• **DIRECTIVE**
Can you put every line of the listing below into a numbered list, skipping blank lines and leaving the pictures out?

[Source data]

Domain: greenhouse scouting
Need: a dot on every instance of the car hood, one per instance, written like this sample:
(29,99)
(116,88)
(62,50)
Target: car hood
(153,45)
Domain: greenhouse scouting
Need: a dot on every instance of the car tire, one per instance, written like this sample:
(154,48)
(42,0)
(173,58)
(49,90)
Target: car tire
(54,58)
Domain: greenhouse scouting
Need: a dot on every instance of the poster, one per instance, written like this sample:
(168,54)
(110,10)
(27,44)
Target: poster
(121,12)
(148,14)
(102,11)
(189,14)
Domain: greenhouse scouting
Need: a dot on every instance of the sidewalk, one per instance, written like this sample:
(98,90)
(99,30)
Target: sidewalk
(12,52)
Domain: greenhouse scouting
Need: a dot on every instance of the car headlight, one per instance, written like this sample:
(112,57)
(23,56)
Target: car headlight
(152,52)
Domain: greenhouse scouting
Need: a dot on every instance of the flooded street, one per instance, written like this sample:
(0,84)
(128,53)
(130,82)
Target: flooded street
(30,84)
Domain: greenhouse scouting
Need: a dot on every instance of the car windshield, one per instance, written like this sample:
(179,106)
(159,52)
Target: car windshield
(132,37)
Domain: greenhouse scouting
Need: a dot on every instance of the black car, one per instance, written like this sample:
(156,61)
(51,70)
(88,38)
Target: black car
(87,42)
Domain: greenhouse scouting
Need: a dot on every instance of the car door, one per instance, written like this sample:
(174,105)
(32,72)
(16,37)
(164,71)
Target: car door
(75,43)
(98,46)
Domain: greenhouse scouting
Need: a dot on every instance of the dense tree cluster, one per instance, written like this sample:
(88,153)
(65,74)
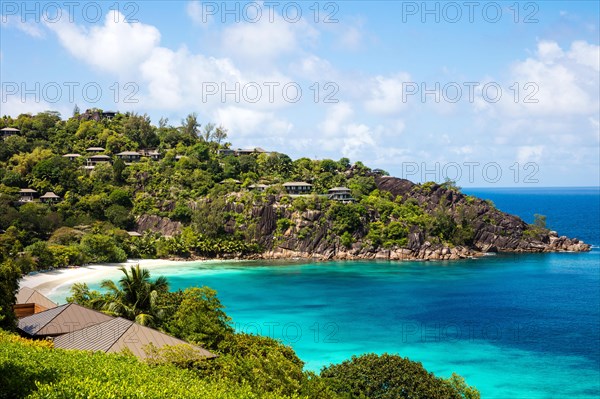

• **SOLVED EXERCISE**
1. Domain: greenhouse scouting
2. Need: a dot on every instance of the car hood, one per instance, written like this sample:
3. (29,99)
4. (116,88)
5. (62,50)
6. Target: car hood
7. (153,45)
8. Domain: greenhouse scouting
9. Need: a dot on every instance of the car tire, one per instance, written like this sample:
10. (154,48)
11. (42,0)
12. (173,58)
13. (49,90)
14. Target: car tire
15. (54,58)
16. Domain: greenhouse scouting
17. Need: a dot on every instance of the poster, one per instance, written like this sample:
18. (168,54)
19. (110,10)
20. (27,44)
21. Target: poster
22. (121,12)
23. (148,14)
24. (102,11)
25. (189,14)
26. Domain: greenhouse scouting
27. Need: a dot on every instance of the sidewalk, one per instance, written like this sample:
28. (98,90)
29. (99,30)
30. Target: sidewalk
31. (12,52)
32. Domain: greenhouse scouting
33. Need: a dot on every instance of the car headlight, one per instance, written like this sample:
34. (112,57)
35. (23,56)
36. Target: car headlight
37. (152,52)
38. Domain: greenhouse scouting
39. Need: a dot on every instance of the flooded street, one per instance, written like this sample:
40. (0,84)
41. (128,53)
42. (130,82)
43. Target: flooded street
44. (30,84)
45. Domain: greenhouse scouting
46. Need: a dot on every instance of the car windshield, one per instance, written like this sample:
47. (179,106)
48. (159,52)
49. Target: car windshield
50. (132,37)
51. Domain: greenhouse scouting
52. Need: a dot on every instance of the black car, one per instance, written like this sample:
53. (156,61)
54. (51,70)
55. (88,38)
56. Target: black car
57. (87,42)
58. Domain: greenhouse scouting
59. Need: a dot on every instance of the car door, one per instance, written like this sample:
60. (174,105)
61. (32,72)
62. (16,37)
63. (164,71)
64. Target: car door
65. (75,43)
66. (98,46)
67. Domain: greenhouse scouting
68. Need: a dot on every instance of the dense tree cluster, one per instance, written like this sample:
69. (88,153)
70. (65,74)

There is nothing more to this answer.